▶ [Exercises to complete]:
A: For each statement below, say yes or no to whether it agrees with the excerpt on blockchain and the GDPR, and quote the words of the excerpt that decide it.
(i) In public blockchain networks, a single party is in control.
(ii) With bitcoin, miners check that the sender has the funds and permissions.
(iii) Regulators are used to dealing with institutions that take on a central responsibility in their activity.
B: Reproduce word for word the part of the excerpt on blockchain and the GDPR between "Blockchain: Technology Unchained" and "to peer economy.", inclusive.

──────── Document extract

An adapted excerpt from Silvan Jongerius’s (CEO) talk on Blockchain and GDPR at the National Library of Latvia in Riga at Digital Era 2018
With the GDPR now in full effect, improving upon the currently bittersweet regulatory relationship between Brussels and blockchain networks is critical. Thanks to its unique structural advantages and decentralized framework, blockchain technology is a true enabler of innovation worldwide, but this makes its pragmatic regulation an especially tricky task. While advising the European Commision and the Bundestag as a contributor to the German Blockchain Association, and in particular co-authoring the position paper on Blockchain, Privacy and the GDPR, I have seen firsthand just how important it is to achieve the right level of understanding between regulators and innovators – as well as the potential consequences of misunderstanding the process. When it comes to GDPR compliance, the blockchain is as much an asset as it is an obstacle on the path to supporting online privacy.
Blockchain: Technology Unchained
Blockchain is as the name suggests; a chain of blocks of transactions, linked together through a secure code that ensures its integrity. Within these public networks, no single party is in control. The network is distributed, the important tasks are financially incentivized and there is no off switch. All players in the network are equal. Such an environment enables disintermediation, bypassing middlemen, and a true peer to peer economy.
This is in stark contrast to say, email, where there is a clear institutional middleman in the form of a host (Google, Yahoo, etc) and one is not really sending as much as they are duplicating information. When a user emails another user a photograph, for example, they are copying something from one place to another, but it also remains on the original computer.
Although this is fine for sending images and text, it is obviously problematic when sending a payment: you would duplicate money, which defeats its purpose. Blockchain registers transactions differently. With bitcoin, for example, peer-to-peer transactions can be proposed by anyone. Miners (those verifying and including the transactions for a reward) ensure that the sender has the funds and permissions, followed by proposing inclusion in a new block. Indeed all blockchain entities exist inside an environment where transactions are authenticated through a network of nodes that ensure each action correlates with a history of previous transactions. It is not any particular individual, but math and clear rules that regulate the blockchain.
When Things get Bitter
Though this is great for cryptocurrencies, the distributed nature is not helpful when trying to establish responsibilities as ‘clearly’ defined by the GDPR. That is, if person or institution is responsible for protecting data after it is collected, and who will be responsible to comply with subject requests. Additionally, the incentive structure that keeps blockchain networks running can be at odds with how regulators look at personal privacy. Regulators are used to dealing with institutions that assume a central responsibility in their activity. Blockchain, on the other hand, self-regulates with a decentralized approach.

────────────────
──────── Excerpted records

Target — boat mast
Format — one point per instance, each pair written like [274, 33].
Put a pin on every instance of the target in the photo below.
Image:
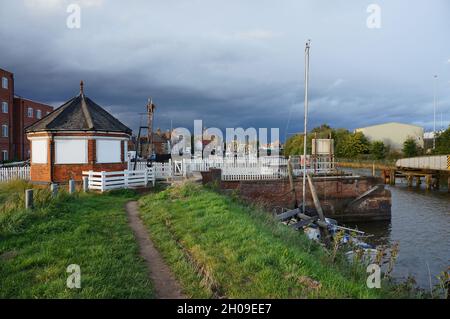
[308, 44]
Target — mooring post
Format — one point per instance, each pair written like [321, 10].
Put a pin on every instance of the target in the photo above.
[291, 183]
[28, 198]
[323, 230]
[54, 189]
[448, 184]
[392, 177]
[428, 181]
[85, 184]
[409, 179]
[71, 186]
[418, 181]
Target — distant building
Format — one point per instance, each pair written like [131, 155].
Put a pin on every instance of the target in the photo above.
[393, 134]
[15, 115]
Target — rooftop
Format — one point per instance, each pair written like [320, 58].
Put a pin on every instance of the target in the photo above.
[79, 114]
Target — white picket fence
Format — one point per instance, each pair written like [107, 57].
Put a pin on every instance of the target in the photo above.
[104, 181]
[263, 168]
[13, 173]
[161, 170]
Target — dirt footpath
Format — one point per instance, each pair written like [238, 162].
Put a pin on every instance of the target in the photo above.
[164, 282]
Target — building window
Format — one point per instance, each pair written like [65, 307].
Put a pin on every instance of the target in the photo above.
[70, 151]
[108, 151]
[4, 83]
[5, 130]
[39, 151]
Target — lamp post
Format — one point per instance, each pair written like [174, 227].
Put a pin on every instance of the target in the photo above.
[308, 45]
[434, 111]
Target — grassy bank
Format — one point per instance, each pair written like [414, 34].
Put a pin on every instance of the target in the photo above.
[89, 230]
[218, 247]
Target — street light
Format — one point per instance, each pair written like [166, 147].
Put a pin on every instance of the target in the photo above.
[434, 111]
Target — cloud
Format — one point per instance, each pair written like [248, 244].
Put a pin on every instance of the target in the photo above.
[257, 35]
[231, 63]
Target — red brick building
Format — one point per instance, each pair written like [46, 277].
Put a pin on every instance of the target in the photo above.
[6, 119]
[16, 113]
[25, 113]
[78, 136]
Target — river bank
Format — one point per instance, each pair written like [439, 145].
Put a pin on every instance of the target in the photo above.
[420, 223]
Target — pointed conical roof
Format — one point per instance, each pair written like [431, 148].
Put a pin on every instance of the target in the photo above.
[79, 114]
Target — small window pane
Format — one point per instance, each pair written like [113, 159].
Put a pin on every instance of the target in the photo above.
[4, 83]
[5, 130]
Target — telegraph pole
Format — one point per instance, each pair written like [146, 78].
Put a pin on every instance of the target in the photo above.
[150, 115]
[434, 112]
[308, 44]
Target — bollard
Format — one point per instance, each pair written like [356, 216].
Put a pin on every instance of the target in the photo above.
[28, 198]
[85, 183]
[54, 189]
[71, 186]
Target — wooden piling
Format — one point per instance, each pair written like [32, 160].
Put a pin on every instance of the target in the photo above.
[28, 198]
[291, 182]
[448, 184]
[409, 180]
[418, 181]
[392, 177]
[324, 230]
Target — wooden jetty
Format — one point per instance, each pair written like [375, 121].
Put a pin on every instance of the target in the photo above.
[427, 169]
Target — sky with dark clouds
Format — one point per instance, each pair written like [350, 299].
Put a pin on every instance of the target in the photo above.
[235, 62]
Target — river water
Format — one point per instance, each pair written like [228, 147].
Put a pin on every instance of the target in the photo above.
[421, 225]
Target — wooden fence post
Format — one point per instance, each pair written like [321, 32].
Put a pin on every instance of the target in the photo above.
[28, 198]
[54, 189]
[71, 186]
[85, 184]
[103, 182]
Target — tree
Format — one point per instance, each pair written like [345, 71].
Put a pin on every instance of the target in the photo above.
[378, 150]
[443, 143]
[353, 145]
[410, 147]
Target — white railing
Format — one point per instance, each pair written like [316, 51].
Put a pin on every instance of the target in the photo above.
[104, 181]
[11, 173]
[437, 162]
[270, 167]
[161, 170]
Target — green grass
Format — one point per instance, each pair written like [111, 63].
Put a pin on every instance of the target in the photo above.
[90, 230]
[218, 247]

────────────────

▶ [Answers by task]:
A:
(i) No: "Within these public networks, no single party is in control."
(ii) Yes: "Miners (those verifying and including the transactions for a reward) ensure that the sender has the funds and permissions"
(iii) Yes: "Regulators are used to dealing with institutions that assume a central responsibility in their activity."

B:
Blockchain: Technology Unchained
Blockchain is as the name suggests; a chain of blocks of transactions, linked together through a secure code that ensures its integrity. Within these public networks, no single party is in control. The network is distributed, the important tasks are financially incentivized and there is no off switch. All players in the network are equal. Such an environment enables disintermediation, bypassing middlemen, and a true peer to peer economy.